▸ Listed records:
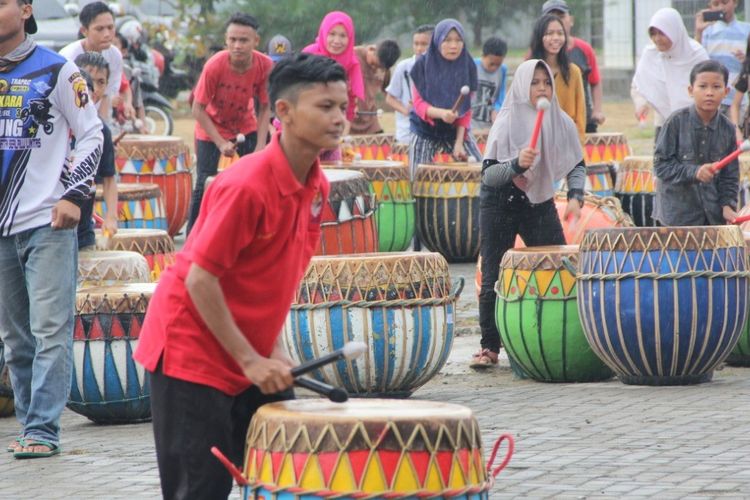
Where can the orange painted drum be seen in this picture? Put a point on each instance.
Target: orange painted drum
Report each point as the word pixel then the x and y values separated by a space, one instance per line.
pixel 155 245
pixel 348 222
pixel 163 160
pixel 371 448
pixel 605 148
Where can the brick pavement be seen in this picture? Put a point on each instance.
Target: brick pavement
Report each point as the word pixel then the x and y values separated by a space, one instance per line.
pixel 603 440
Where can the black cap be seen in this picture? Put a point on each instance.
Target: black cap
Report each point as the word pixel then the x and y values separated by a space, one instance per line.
pixel 30 26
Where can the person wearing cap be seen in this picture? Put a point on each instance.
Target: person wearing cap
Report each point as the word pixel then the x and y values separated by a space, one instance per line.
pixel 582 55
pixel 43 186
pixel 279 47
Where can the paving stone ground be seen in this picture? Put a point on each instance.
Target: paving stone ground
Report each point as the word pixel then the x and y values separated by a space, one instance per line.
pixel 602 440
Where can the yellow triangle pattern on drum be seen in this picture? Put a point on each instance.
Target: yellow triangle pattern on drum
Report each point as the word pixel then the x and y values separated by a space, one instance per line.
pixel 373 480
pixel 312 475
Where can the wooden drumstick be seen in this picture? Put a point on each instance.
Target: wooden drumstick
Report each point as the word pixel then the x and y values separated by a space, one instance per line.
pixel 745 146
pixel 464 92
pixel 350 350
pixel 542 105
pixel 335 394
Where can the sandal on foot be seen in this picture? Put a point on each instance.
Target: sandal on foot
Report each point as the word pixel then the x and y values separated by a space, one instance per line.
pixel 483 359
pixel 53 449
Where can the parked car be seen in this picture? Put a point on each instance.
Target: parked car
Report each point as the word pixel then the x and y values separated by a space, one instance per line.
pixel 57 23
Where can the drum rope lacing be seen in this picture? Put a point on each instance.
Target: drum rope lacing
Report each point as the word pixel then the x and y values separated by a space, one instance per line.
pixel 455 292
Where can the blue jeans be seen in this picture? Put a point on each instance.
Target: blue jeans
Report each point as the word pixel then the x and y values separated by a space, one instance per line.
pixel 37 304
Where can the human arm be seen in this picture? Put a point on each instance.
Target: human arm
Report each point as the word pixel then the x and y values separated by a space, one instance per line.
pixel 271 375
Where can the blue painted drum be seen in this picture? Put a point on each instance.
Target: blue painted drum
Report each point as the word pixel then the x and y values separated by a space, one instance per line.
pixel 108 386
pixel 663 306
pixel 399 304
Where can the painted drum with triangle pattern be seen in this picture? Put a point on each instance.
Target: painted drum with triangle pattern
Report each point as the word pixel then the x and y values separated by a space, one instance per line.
pixel 347 222
pixel 156 246
pixel 163 160
pixel 447 197
pixel 400 305
pixel 666 305
pixel 364 449
pixel 537 316
pixel 391 186
pixel 139 206
pixel 108 386
pixel 610 148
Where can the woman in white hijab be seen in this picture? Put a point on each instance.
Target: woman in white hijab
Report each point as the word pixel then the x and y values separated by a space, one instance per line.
pixel 516 197
pixel 662 77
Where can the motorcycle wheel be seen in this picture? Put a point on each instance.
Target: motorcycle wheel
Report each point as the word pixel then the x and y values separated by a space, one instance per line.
pixel 158 120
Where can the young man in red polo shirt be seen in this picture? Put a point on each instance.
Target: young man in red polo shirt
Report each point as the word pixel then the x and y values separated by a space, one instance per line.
pixel 224 103
pixel 211 335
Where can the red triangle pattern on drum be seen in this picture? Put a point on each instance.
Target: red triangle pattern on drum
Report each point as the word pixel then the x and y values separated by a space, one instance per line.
pixel 421 462
pixel 389 460
pixel 358 459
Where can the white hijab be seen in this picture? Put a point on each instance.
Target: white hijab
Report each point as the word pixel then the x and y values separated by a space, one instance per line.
pixel 559 144
pixel 662 78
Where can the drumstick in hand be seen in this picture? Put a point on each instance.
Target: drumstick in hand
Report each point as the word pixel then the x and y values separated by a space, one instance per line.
pixel 745 146
pixel 335 394
pixel 350 350
pixel 542 105
pixel 464 92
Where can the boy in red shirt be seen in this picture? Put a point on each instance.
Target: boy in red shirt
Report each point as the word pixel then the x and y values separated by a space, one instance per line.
pixel 211 335
pixel 224 103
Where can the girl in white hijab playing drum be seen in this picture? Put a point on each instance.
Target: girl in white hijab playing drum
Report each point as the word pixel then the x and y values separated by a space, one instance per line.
pixel 516 197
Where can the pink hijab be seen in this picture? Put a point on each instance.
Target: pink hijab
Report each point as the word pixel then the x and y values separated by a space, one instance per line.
pixel 348 59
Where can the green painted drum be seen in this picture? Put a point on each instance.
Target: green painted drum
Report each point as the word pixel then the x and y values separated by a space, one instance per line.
pixel 537 316
pixel 395 216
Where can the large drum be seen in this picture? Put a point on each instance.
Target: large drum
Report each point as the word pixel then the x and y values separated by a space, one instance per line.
pixel 390 183
pixel 448 209
pixel 663 306
pixel 7 408
pixel 373 146
pixel 364 449
pixel 348 223
pixel 155 245
pixel 109 387
pixel 636 188
pixel 105 268
pixel 400 305
pixel 139 206
pixel 537 316
pixel 609 148
pixel 163 160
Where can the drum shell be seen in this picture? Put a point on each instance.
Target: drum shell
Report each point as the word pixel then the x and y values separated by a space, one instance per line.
pixel 663 306
pixel 108 386
pixel 537 317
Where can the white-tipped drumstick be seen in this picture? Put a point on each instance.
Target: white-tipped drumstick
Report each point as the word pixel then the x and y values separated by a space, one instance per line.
pixel 464 92
pixel 350 350
pixel 542 105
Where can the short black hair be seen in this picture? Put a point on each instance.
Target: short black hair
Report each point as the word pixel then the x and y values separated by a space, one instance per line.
pixel 495 46
pixel 709 66
pixel 90 11
pixel 294 73
pixel 94 59
pixel 388 53
pixel 244 20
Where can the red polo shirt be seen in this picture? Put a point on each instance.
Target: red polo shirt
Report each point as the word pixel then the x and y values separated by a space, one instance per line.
pixel 257 230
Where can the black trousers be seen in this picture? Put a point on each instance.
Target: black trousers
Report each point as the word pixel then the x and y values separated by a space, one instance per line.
pixel 504 213
pixel 207 159
pixel 189 419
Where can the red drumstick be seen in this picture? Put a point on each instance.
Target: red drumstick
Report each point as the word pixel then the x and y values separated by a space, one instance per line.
pixel 464 92
pixel 541 106
pixel 745 146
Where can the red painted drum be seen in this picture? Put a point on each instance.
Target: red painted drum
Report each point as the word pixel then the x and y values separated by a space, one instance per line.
pixel 163 160
pixel 348 222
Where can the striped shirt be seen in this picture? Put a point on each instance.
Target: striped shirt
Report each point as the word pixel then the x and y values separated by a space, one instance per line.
pixel 721 41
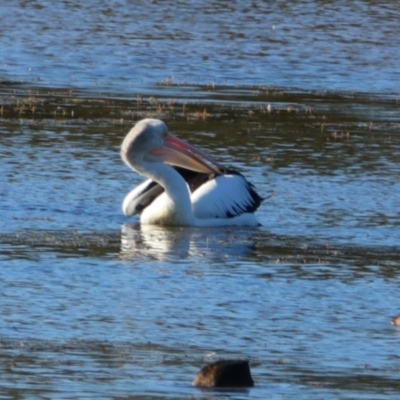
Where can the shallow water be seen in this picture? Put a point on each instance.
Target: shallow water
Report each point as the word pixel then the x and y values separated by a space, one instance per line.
pixel 95 306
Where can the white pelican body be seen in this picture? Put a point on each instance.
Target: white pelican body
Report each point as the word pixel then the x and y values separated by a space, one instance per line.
pixel 184 187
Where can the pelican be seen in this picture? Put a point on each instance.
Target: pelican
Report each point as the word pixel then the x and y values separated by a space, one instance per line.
pixel 185 187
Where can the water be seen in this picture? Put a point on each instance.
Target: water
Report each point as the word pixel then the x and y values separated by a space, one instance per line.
pixel 302 98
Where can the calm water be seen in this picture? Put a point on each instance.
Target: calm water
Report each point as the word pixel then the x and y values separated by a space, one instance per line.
pixel 302 98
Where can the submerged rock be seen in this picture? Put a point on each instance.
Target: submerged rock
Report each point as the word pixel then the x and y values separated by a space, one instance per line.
pixel 225 373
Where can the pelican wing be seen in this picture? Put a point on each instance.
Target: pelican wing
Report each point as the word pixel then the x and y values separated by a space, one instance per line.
pixel 225 196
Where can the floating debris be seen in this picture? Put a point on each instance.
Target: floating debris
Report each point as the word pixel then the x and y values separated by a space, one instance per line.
pixel 225 373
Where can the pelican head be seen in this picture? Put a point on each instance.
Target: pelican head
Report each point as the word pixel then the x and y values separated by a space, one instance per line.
pixel 149 141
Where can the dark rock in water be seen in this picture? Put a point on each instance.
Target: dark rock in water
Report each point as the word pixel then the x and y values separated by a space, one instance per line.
pixel 225 373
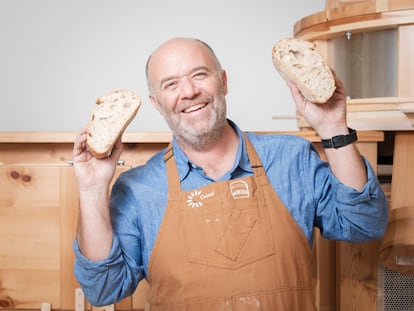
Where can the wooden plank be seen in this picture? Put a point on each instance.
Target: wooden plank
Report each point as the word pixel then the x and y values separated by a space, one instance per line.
pixel 406 61
pixel 29 227
pixel 69 137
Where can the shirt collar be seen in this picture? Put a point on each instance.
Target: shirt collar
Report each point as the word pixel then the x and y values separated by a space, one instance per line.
pixel 184 165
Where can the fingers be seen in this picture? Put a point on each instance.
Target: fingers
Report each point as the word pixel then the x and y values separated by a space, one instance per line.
pixel 117 149
pixel 79 143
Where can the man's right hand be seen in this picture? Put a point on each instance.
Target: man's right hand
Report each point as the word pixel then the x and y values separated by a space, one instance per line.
pixel 91 173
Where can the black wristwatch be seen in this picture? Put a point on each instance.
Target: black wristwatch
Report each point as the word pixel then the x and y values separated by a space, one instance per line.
pixel 340 140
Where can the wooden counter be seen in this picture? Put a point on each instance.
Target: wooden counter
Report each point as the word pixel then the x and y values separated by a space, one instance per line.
pixel 38 216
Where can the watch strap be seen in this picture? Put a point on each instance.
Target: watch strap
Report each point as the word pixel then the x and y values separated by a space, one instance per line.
pixel 339 141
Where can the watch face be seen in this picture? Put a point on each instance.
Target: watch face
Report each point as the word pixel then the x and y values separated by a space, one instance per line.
pixel 340 140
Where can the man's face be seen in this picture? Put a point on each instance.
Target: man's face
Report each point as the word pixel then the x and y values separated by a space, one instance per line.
pixel 188 88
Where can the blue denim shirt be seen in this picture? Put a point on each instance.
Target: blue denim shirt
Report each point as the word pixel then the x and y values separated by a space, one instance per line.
pixel 304 183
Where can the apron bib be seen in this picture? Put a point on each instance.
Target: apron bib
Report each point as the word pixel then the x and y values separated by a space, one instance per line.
pixel 231 245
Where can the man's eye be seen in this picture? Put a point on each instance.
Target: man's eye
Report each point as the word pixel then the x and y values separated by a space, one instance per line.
pixel 170 85
pixel 200 75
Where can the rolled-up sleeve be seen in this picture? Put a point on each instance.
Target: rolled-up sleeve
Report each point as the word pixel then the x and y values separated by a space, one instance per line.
pixel 105 281
pixel 354 216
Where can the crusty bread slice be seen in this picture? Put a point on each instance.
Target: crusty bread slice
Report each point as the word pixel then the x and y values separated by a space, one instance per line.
pixel 297 61
pixel 112 115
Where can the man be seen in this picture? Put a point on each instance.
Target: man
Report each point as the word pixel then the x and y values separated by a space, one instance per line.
pixel 221 220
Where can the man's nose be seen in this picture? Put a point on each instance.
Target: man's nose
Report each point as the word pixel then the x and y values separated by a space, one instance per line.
pixel 188 87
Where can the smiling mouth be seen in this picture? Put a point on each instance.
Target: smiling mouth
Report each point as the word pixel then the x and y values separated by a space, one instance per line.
pixel 194 108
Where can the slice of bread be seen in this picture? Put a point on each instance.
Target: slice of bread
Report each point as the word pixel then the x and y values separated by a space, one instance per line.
pixel 112 115
pixel 297 61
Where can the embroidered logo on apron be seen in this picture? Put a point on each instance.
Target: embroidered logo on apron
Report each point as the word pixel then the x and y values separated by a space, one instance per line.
pixel 239 189
pixel 195 198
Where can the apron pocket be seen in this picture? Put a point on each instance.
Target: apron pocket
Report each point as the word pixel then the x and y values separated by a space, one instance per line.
pixel 229 239
pixel 238 229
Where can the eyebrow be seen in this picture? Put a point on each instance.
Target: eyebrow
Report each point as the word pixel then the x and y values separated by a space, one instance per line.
pixel 168 78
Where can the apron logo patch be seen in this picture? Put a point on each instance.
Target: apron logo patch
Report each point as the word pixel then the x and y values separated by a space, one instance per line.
pixel 195 198
pixel 239 189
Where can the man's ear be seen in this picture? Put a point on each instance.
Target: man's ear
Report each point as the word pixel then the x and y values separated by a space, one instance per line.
pixel 224 79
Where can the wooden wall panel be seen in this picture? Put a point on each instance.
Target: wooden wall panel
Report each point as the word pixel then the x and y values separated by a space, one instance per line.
pixel 29 230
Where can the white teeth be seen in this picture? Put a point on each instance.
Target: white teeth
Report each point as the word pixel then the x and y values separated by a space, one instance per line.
pixel 194 108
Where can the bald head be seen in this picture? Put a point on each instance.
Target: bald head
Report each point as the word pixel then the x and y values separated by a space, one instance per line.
pixel 178 50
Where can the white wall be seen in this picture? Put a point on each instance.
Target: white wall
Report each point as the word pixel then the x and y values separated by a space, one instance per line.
pixel 57 57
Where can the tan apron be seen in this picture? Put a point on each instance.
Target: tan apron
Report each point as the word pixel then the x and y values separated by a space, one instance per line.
pixel 231 245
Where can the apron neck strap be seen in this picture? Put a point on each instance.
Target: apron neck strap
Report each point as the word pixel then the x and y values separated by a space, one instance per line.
pixel 174 178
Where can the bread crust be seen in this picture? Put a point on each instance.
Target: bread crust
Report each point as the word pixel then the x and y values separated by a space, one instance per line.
pixel 298 62
pixel 112 115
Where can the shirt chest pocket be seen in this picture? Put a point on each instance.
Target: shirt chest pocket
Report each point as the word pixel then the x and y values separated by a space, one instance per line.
pixel 227 236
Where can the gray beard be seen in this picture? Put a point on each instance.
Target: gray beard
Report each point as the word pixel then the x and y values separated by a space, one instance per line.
pixel 200 139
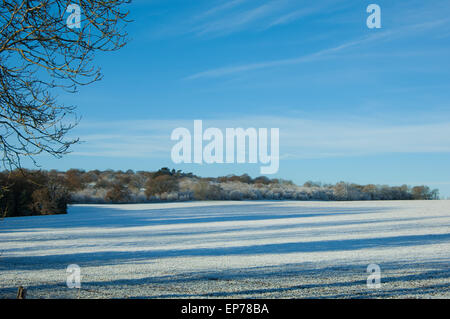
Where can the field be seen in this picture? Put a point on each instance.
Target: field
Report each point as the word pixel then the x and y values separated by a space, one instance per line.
pixel 231 250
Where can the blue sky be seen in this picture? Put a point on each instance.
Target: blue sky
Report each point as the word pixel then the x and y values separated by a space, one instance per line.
pixel 352 103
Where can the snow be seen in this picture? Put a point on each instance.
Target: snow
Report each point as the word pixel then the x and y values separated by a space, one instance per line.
pixel 254 249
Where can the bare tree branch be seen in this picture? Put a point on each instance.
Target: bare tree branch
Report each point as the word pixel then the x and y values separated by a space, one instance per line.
pixel 40 54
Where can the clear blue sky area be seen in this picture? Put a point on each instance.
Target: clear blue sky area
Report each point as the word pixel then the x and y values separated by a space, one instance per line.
pixel 352 103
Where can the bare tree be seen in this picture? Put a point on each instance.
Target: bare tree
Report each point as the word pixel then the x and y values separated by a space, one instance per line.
pixel 42 52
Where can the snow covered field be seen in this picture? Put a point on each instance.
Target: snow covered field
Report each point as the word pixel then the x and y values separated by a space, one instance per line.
pixel 231 250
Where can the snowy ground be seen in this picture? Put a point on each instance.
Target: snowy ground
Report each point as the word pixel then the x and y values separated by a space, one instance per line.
pixel 231 250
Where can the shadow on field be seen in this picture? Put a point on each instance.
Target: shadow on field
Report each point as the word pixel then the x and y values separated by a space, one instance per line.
pixel 296 281
pixel 103 258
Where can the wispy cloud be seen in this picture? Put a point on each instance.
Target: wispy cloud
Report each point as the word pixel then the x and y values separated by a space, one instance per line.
pixel 409 30
pixel 299 138
pixel 214 73
pixel 236 21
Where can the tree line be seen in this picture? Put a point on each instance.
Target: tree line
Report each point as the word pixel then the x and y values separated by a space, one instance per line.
pixel 39 192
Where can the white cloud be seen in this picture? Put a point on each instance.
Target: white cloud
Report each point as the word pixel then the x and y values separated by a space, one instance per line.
pixel 299 138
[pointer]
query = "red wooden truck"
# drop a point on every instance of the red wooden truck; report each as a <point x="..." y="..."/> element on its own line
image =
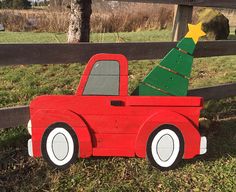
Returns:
<point x="101" y="119"/>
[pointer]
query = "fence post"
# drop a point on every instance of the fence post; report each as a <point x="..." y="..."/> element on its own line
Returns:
<point x="183" y="16"/>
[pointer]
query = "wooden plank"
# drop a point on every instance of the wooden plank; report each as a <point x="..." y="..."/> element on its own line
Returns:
<point x="199" y="3"/>
<point x="183" y="16"/>
<point x="215" y="92"/>
<point x="16" y="116"/>
<point x="16" y="54"/>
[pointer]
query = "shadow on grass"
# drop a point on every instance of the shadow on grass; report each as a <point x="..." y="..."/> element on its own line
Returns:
<point x="232" y="37"/>
<point x="221" y="142"/>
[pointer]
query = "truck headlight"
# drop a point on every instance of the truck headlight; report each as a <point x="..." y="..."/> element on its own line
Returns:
<point x="29" y="127"/>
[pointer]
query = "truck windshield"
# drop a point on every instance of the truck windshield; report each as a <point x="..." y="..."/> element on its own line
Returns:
<point x="104" y="79"/>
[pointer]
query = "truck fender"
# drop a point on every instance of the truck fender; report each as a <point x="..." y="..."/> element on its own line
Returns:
<point x="42" y="119"/>
<point x="189" y="132"/>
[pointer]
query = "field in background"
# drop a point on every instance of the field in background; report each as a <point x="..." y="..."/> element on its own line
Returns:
<point x="213" y="172"/>
<point x="105" y="18"/>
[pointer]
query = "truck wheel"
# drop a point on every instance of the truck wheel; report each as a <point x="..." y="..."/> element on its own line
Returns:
<point x="60" y="145"/>
<point x="165" y="147"/>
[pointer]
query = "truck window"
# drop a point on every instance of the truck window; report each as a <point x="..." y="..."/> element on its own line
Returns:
<point x="104" y="79"/>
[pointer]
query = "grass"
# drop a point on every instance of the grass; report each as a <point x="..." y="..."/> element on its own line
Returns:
<point x="216" y="171"/>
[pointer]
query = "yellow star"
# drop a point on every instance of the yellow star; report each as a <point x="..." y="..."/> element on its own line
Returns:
<point x="195" y="32"/>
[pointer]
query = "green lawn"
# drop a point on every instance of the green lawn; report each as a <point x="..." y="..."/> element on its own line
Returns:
<point x="216" y="171"/>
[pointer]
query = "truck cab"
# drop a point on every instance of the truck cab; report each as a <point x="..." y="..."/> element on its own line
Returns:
<point x="101" y="119"/>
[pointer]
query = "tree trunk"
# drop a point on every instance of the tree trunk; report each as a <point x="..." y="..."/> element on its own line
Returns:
<point x="79" y="29"/>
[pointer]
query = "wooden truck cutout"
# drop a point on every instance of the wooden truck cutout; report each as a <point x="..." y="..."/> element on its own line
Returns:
<point x="101" y="119"/>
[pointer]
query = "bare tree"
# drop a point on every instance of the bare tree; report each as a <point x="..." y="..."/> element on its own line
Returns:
<point x="79" y="29"/>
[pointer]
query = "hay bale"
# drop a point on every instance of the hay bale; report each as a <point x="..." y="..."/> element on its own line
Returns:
<point x="215" y="24"/>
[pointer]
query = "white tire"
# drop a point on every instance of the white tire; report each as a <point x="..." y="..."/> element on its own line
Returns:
<point x="59" y="145"/>
<point x="165" y="147"/>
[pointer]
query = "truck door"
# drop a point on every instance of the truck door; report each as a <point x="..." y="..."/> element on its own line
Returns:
<point x="106" y="92"/>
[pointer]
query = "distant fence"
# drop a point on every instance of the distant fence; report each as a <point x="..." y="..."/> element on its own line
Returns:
<point x="184" y="11"/>
<point x="16" y="54"/>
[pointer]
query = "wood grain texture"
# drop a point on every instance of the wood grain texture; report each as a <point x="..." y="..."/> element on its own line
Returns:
<point x="199" y="3"/>
<point x="17" y="54"/>
<point x="16" y="116"/>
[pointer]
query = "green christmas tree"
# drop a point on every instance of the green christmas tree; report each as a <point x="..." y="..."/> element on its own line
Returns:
<point x="171" y="76"/>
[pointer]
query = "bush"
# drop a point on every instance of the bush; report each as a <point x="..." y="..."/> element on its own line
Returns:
<point x="15" y="4"/>
<point x="215" y="24"/>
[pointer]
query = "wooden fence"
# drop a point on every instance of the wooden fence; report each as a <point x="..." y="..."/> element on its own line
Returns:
<point x="17" y="54"/>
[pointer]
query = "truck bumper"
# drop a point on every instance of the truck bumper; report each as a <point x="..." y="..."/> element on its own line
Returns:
<point x="30" y="148"/>
<point x="203" y="145"/>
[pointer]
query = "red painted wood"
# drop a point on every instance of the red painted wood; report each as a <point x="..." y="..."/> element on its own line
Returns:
<point x="106" y="130"/>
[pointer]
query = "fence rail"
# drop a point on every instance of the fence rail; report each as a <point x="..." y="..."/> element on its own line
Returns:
<point x="16" y="54"/>
<point x="16" y="116"/>
<point x="199" y="3"/>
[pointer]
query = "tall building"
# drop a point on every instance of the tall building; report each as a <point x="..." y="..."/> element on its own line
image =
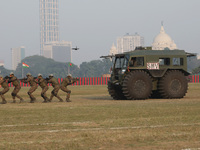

▸ Assigned task: Looking at the entries above, can you reproduce exactly the lines from the one that holds "Where can the white-tipped" through the one that holds "Target: black trousers", and only those?

▸ Response area:
Where can the white-tipped drumstick be seen in this picture? Put a point on each instance.
Target: white-tipped drumstick
Report each point as the word pixel then the x and y values separated by a space, one instance per line.
pixel 464 92
pixel 350 350
pixel 542 105
Where can the short black hair be seen in this picture? Put a point on each instance.
Target: short black hair
Report each point as the word pixel then the x and y values separated by a space, one instance per line.
pixel 495 46
pixel 709 66
pixel 90 11
pixel 294 73
pixel 94 59
pixel 388 53
pixel 244 20
Where can the red polo shirt be seen in this picture? Put a point on each instance.
Target: red polo shirt
Report each point as the word pixel then the x and y values separated by a space, one instance per line.
pixel 257 230
Where can the black trousers be seen in this picture? Put a point on each instance.
Target: black trousers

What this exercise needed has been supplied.